(Data entries)
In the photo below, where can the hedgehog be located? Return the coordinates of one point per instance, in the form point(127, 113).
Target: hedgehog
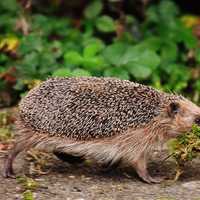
point(105, 119)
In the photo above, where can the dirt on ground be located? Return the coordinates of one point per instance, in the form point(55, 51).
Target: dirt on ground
point(85, 181)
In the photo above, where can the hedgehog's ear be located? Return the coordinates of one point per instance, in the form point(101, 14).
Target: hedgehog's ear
point(173, 109)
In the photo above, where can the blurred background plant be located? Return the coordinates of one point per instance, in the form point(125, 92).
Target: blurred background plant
point(148, 41)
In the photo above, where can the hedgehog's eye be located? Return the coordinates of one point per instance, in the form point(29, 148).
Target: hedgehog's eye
point(173, 108)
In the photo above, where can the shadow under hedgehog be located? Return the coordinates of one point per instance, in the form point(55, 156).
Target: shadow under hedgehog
point(105, 119)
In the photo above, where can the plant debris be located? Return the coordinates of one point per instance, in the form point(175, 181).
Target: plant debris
point(39, 162)
point(6, 121)
point(185, 148)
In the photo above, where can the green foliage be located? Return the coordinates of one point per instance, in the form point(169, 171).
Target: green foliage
point(185, 148)
point(154, 51)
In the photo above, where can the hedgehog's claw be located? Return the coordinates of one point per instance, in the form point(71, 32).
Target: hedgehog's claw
point(141, 169)
point(156, 179)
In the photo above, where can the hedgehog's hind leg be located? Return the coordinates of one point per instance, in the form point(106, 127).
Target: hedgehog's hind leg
point(24, 143)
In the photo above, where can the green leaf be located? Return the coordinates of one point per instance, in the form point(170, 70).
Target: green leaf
point(105, 24)
point(169, 52)
point(138, 70)
point(114, 53)
point(148, 58)
point(95, 63)
point(28, 195)
point(62, 72)
point(73, 58)
point(117, 72)
point(185, 35)
point(92, 49)
point(197, 55)
point(168, 10)
point(93, 10)
point(30, 43)
point(152, 43)
point(9, 5)
point(81, 72)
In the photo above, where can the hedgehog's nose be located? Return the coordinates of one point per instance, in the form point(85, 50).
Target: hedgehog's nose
point(197, 121)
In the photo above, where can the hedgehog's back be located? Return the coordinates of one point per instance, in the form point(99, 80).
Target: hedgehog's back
point(85, 108)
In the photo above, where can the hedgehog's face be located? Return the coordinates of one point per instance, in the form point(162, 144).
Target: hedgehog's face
point(183, 114)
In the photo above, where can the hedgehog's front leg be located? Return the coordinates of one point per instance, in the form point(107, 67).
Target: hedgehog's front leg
point(141, 168)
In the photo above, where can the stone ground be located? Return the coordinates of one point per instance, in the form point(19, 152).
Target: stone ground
point(87, 182)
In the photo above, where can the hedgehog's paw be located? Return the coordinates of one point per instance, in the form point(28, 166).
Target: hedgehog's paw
point(8, 171)
point(157, 179)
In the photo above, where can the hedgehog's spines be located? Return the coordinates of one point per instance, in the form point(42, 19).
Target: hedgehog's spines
point(86, 108)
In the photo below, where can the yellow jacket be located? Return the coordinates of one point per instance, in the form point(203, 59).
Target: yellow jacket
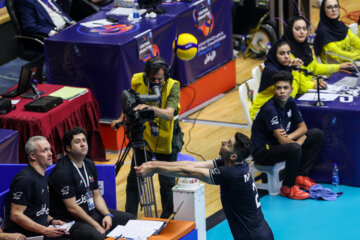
point(163, 142)
point(349, 47)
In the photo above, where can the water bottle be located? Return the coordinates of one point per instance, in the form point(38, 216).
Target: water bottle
point(243, 44)
point(268, 47)
point(136, 12)
point(335, 176)
point(311, 38)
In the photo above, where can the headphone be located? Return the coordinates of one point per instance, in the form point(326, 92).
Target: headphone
point(150, 64)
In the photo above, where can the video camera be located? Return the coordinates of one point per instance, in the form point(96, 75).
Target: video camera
point(130, 99)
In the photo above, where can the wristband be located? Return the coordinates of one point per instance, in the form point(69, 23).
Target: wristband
point(109, 214)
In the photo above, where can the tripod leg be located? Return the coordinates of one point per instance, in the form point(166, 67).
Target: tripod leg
point(120, 162)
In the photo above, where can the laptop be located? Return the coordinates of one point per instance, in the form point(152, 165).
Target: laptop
point(29, 72)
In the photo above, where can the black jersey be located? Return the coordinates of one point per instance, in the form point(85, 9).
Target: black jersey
point(30, 189)
point(270, 117)
point(240, 201)
point(65, 182)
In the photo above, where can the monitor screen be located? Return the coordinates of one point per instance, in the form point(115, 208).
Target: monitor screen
point(30, 71)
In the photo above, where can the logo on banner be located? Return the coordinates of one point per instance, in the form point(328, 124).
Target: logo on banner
point(108, 30)
point(206, 26)
point(155, 53)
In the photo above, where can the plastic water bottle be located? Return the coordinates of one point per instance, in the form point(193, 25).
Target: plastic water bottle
point(268, 47)
point(335, 176)
point(243, 44)
point(136, 12)
point(311, 39)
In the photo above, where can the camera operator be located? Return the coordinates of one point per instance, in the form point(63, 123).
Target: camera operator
point(163, 134)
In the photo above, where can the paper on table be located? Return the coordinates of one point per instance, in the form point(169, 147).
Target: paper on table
point(326, 97)
point(67, 226)
point(96, 23)
point(68, 92)
point(35, 238)
point(137, 229)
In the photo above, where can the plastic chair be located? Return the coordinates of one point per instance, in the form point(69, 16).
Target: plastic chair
point(273, 184)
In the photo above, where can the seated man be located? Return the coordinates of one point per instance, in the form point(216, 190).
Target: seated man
point(11, 236)
point(74, 191)
point(27, 209)
point(279, 133)
point(239, 195)
point(41, 17)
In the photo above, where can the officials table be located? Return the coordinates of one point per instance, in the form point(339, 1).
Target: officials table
point(104, 58)
point(81, 111)
point(340, 121)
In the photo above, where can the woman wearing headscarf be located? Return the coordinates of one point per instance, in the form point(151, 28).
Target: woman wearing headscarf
point(295, 34)
point(334, 36)
point(278, 58)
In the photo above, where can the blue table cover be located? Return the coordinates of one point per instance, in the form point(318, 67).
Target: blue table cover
point(340, 122)
point(105, 58)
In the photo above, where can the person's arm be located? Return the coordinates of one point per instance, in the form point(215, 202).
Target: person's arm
point(176, 171)
point(101, 206)
point(202, 164)
point(78, 213)
point(11, 236)
point(17, 216)
point(117, 121)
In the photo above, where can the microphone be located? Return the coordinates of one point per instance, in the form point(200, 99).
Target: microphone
point(34, 88)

_Work to be completed_
Drop the images and quote the entries word for word.

_Output_
In the photo below, where can the hedgehog be located? Return the coordinates of one point per instance, in the form point(127, 113).
Target: hedgehog
point(105, 119)
In the photo above, where can the dirt on ground be located? Return the coordinates of one point per instance, in the form point(55, 51).
Target: dirt on ground
point(85, 181)
In the photo above, where can the hedgehog's ear be located? Return the coordinates of one point per instance, in the form point(101, 14).
Target: hedgehog's ear
point(173, 109)
In the photo above, where can the blurred background plant be located? Return the coordinates of one point per instance, in the form point(125, 92).
Target: blurred background plant
point(148, 41)
In the photo above, where can the hedgehog's eye be located? Return the coordinates of one point per instance, in the form point(29, 148).
Target: hedgehog's eye
point(173, 108)
In the photo above, where can the shadow under hedgehog be located? Return the coordinates of one point per instance, in the form point(55, 156).
Target: shadow under hedgehog
point(105, 119)
In the photo above, where can the plant debris be located? Return the coordinates of one point per instance, in the form point(175, 181).
Target: plant debris
point(39, 162)
point(6, 121)
point(185, 148)
In the photo above, where can the green foliage be located? Return the coordinates of one point per instance, in the form point(169, 171).
Target: green foliage
point(185, 148)
point(154, 51)
In the photo above, where can the hedgehog's claw be located? Return the coordinates of one point per instance, in the form point(71, 32).
Target: hedgehog's claw
point(141, 169)
point(156, 179)
In the photo above, where can the hedgehog's hind leg be located? Return the coordinates of one point per instance, in the form point(106, 127).
Target: hedgehog's hind leg
point(24, 143)
In the photo above, where can the green leaf be located? Return the coordinates of one point per instance, in the form point(170, 70).
Target: green leaf
point(105, 24)
point(169, 52)
point(138, 70)
point(114, 53)
point(148, 58)
point(95, 63)
point(28, 195)
point(62, 72)
point(73, 58)
point(117, 72)
point(185, 35)
point(92, 49)
point(197, 55)
point(168, 10)
point(93, 10)
point(30, 43)
point(152, 43)
point(9, 5)
point(81, 72)
In the photo above, where can the hedgehog's nose be located? Return the coordinates of one point per instance, in the form point(85, 50).
Target: hedgehog's nose
point(197, 121)
In the photo above, where can the hedgehog's back be located? Return the coordinates of one point per instance, in the form point(99, 80).
Target: hedgehog's back
point(85, 108)
In the photo above, where can the hedgehog's face be located? Return the coordinates of one point per instance, in the form point(162, 144).
Target: hedgehog's face
point(183, 114)
In the photo above, where can the hedgehog's front leg be located? Return the coordinates of one point per instance, in the form point(107, 67).
Target: hedgehog's front leg
point(141, 168)
In the photo above, where can the stone ground be located? Return the coordinates of one point per instance, in the form point(19, 152).
Target: stone ground
point(87, 182)
In the photo above, where can the hedgehog's paw be located? Return the coordinates of one point per instance, in the form point(28, 166).
Target: hedgehog's paw
point(8, 171)
point(157, 179)
In the photo above, where can the hedgehog's spines be located? Return the coordinates of one point per instance, in the form point(42, 19).
Target: hedgehog's spines
point(86, 108)
In the photo below, where can the yellow jacket be located? Return the coordinates of one point per instance, in the form point(203, 59).
Target: yellow jacket
point(163, 142)
point(349, 47)
In the photo above, where can the water bottle be located? Return the coordinates of one point per instance, in the form point(38, 216).
Target: water bottle
point(243, 44)
point(268, 47)
point(136, 12)
point(335, 176)
point(311, 38)
In the photo above, where can the headphone be located? Return the coordinates of one point per instance, in the form point(326, 92).
Target: headphone
point(150, 64)
In the photo above, where can the video camera be located? Return the coordinates of one point per instance, in the form point(96, 75).
Target: video camera
point(130, 99)
In the photo above, where can the wristband be located? Return the coordinates of one point per instance, in the form point(69, 23).
Target: wristband
point(109, 214)
In the photo above, where can the tripod leg be located? Return the coordinates of one point per instance, in the form point(166, 67).
Target: tripod leg
point(120, 162)
In the photo above, where can the laptop be located? Return the coordinates of one point per instance, in the form point(152, 165).
Target: laptop
point(29, 72)
In the photo above, where can the black jersey be located? Return the coordinates of one point per instance, in the form point(85, 9).
Target: black jersey
point(30, 189)
point(270, 117)
point(240, 201)
point(65, 182)
In the photo above, where can the monitor screen be located? Return the coordinates of one point per instance, in the form point(115, 208).
Target: monitor screen
point(30, 71)
In the photo above, where can the logo on banner be located? Return the coordinates of one point per instance, in the form point(328, 124).
Target: logo on banner
point(108, 30)
point(206, 26)
point(155, 53)
In the photo above, where can the plastic water bottle be located? Return the coordinates of one point per instance, in the form point(193, 25).
Target: plastic water bottle
point(268, 47)
point(335, 176)
point(243, 44)
point(136, 12)
point(311, 39)
In the photo above, where can the camera operator be located? Return the coordinates of one point per instance, in the form point(63, 123).
Target: camera operator
point(163, 134)
In the photo above, where can the paper on table be located? Return the coordinates of one point per instance, in the form point(169, 147).
Target: paper on table
point(326, 97)
point(67, 226)
point(96, 23)
point(68, 92)
point(35, 238)
point(137, 229)
In the photo above, where can the plastic chair be located? Return the coordinates of one point per instance, in the form point(69, 16).
Target: plastic chair
point(273, 184)
In the photo above, where can the seated man be located? Return the coordinates of one point per instance, in the form point(216, 190).
Target: seated man
point(11, 236)
point(74, 191)
point(27, 209)
point(279, 133)
point(239, 195)
point(41, 17)
In the photo above, where can the officials table be located? Return the coordinates of one point per instance, in the form point(339, 1).
Target: officials table
point(104, 58)
point(81, 111)
point(340, 121)
In the photo above, where can the woman wearing headscarf be located? Return the coordinates of one point per instance, in the form point(151, 28).
Target: woman wearing headscarf
point(295, 34)
point(334, 36)
point(278, 58)
In the photo above, where can the blue table cover be located? Return the coordinates of one point per instance, in the form point(318, 67).
Target: blue table cover
point(340, 122)
point(105, 58)
In the photo above, where can the person's arm be located? Return the coordinates of one point per instance, in the form point(215, 202).
Target: person's arm
point(176, 171)
point(101, 206)
point(202, 164)
point(78, 213)
point(11, 236)
point(17, 216)
point(117, 121)
In the photo above, where can the microphone be located? Return the coordinates of one point per instance, in the form point(200, 99).
Target: microphone
point(34, 88)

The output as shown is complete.